The first work that first causes me to pause is Marie-Luce Nadal’s The factory of the vaporous, 2014. The fridge-sized machinery creates artificial clouds, using the same process as nature by drawing moisture and air from the room. The harvested clouds are kept in aquariums, some with a monochrome plastic landscape below.
Indian artist Rohini Dasher also impressed with Sphere, 2017, a projection of Japan’s volcanic Mount Aso over her drawings of flat earth and hollow earth maps. The work seemed to bloom as the projection is activated. On a deeper level it criticises Internet lurkers that ignore the world falling to pieces around them, engaging with technology to entertain backwards conspiracies.

- _Work instructions_
• A. Reproduce, word for word, the part of the passage about the two artworks that opens with the words containing "The first work" and closes with "entertain backwards conspiracies.".
• B. Answer these questions using the passage about the two artworks:
(i) What does Nadal's machine draw from the room to make its clouds?
(ii) Where are the harvested clouds kept?
(iii) Which mountain is projected in Dasher's Sphere?
• C. Pick up the passage about the two artworks after its final sentence and continue writing it.

- _Data extracts_
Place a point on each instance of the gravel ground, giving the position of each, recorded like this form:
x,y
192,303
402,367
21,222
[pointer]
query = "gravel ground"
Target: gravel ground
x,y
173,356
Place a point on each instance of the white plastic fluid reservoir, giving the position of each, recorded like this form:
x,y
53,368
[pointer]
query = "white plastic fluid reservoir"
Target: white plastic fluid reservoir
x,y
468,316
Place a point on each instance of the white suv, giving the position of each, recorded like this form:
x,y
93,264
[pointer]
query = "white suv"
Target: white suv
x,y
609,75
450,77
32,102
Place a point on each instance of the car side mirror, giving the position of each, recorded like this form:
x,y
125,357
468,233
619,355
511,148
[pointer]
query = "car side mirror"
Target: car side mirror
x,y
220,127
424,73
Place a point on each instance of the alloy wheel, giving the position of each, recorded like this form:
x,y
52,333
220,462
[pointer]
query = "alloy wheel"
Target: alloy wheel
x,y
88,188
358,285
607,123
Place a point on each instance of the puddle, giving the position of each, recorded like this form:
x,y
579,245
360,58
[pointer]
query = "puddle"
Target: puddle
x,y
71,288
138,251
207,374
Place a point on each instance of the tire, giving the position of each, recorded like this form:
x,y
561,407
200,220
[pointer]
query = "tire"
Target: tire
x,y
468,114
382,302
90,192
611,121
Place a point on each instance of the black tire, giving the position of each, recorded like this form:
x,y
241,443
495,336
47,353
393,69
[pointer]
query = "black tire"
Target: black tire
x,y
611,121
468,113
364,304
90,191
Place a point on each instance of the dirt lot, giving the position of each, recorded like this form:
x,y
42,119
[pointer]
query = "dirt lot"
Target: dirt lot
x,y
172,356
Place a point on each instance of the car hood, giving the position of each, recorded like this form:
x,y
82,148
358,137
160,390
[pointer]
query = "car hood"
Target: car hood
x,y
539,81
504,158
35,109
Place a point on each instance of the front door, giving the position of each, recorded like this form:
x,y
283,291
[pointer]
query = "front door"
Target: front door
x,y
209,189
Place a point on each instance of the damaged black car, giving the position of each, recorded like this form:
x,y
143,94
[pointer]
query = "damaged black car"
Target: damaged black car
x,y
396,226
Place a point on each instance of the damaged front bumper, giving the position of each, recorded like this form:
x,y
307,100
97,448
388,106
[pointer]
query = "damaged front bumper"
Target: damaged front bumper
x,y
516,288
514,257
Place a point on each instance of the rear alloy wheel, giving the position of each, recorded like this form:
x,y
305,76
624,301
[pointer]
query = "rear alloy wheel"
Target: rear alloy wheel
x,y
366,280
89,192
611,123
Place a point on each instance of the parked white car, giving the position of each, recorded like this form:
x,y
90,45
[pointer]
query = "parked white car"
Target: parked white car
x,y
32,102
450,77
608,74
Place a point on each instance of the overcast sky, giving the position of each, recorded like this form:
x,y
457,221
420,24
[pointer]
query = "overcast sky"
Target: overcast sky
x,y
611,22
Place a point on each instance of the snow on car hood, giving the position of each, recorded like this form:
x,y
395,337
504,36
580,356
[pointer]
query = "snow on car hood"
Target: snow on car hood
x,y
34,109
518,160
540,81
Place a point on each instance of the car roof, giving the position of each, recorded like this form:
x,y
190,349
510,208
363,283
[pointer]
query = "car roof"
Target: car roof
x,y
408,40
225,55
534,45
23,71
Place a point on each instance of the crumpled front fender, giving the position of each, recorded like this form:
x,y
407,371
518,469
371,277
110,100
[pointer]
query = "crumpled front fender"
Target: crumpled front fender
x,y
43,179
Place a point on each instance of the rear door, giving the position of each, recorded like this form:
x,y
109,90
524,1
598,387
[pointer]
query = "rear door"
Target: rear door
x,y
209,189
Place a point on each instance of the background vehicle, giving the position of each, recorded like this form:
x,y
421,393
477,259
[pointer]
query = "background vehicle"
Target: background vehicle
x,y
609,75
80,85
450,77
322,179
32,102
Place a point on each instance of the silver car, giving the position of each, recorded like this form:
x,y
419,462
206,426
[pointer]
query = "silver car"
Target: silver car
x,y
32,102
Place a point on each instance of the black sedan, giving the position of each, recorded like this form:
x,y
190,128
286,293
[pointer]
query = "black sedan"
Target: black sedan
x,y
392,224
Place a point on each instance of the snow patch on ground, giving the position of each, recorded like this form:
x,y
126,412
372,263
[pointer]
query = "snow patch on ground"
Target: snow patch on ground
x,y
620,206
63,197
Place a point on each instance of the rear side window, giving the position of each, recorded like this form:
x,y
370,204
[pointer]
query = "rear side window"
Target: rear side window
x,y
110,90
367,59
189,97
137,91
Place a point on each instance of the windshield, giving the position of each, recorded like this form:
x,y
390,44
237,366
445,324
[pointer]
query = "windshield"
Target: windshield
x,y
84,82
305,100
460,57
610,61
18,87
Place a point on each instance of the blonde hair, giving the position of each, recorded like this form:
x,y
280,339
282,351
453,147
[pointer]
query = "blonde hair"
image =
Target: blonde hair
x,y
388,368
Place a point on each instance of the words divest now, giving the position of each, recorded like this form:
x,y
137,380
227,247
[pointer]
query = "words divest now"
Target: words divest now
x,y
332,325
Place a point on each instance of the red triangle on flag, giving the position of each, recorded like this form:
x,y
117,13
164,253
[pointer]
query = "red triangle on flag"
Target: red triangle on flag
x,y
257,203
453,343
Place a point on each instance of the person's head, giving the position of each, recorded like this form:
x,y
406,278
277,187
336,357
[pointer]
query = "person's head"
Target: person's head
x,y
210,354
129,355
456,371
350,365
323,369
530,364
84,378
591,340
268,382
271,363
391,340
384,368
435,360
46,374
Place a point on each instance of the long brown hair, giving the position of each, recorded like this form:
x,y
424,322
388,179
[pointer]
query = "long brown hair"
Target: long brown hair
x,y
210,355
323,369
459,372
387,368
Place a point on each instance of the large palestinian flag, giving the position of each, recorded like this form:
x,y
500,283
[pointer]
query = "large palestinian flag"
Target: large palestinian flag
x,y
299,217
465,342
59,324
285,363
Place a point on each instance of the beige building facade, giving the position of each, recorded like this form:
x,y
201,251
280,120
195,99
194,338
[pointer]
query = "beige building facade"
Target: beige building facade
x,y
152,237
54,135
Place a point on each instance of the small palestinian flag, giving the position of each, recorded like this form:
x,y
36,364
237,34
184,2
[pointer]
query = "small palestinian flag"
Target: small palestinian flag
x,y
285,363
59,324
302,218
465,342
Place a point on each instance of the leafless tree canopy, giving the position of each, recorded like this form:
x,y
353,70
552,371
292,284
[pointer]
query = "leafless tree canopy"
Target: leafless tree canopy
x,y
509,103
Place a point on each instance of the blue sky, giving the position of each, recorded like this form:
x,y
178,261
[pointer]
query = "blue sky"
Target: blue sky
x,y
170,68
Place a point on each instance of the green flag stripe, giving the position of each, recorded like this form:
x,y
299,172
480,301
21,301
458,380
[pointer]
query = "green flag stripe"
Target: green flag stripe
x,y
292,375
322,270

- _Responses per task_
• A.
The first work that first causes me to pause is Marie-Luce Nadal’s The factory of the vaporous, 2014. The fridge-sized machinery creates artificial clouds, using the same process as nature by drawing moisture and air from the room. The harvested clouds are kept in aquariums, some with a monochrome plastic landscape below.
Indian artist Rohini Dasher also impressed with Sphere, 2017, a projection of Japan’s volcanic Mount Aso over her drawings of flat earth and hollow earth maps. The work seemed to bloom as the projection is activated. On a deeper level it criticises Internet lurkers that ignore the world falling to pieces around them, engaging with technology to entertain backwards conspiracies.

• B.
(i) Moisture and air.
(ii) In aquariums.
(iii) Japan's volcanic Mount Aso.

• C.
Wall-based works dominate the rooms. Video art, much maligned by my husband (“It unfairly demands time of you!”) is a big presence. Ali Kazam’s Safe 2015 to me is the core of the exhibition. The Turkish director has shot the Svalbard Global Seed Vault in the most piercing detail. Located on a remote Norwegian island, the Vault storehouses global food crop seeds for posterity (and to preserve agricultural biodiversity). The silent microsurgery performed in removing a stamen is both horrific and beautiful – the vault contains plant life that no longer exists on Earth. The apocalyptic undertones of the seed vault were reflected elsewhere but the title Safe reflects back on the whole of Moscow Biennale. Curator, Yuko Hasegawa, is a safe choice. She diplomatically calls Moscow art audiences “serious” and speaks of Russia in textbook terms, as a bridge between east and west. The works in this Biennale whisper rather than forcefully compel.
As I got to the end of the velvet-curtained rabbit warren, a French journalist approached me. We had become friends quickly over a bottle of Saperavi at a Georgian restaurant the night before.
“The director of Tretyakov Gallery said at the press opening that the Biennale isn’t the stage for politics. I think everybody needs to report that!”
I hadn’t heard it personally but I could see the absence of anything critical of any one government in themes that favoured biology, post-Internet dentity, or in the room full of joyfully naïve paintings by Koji Nakazono.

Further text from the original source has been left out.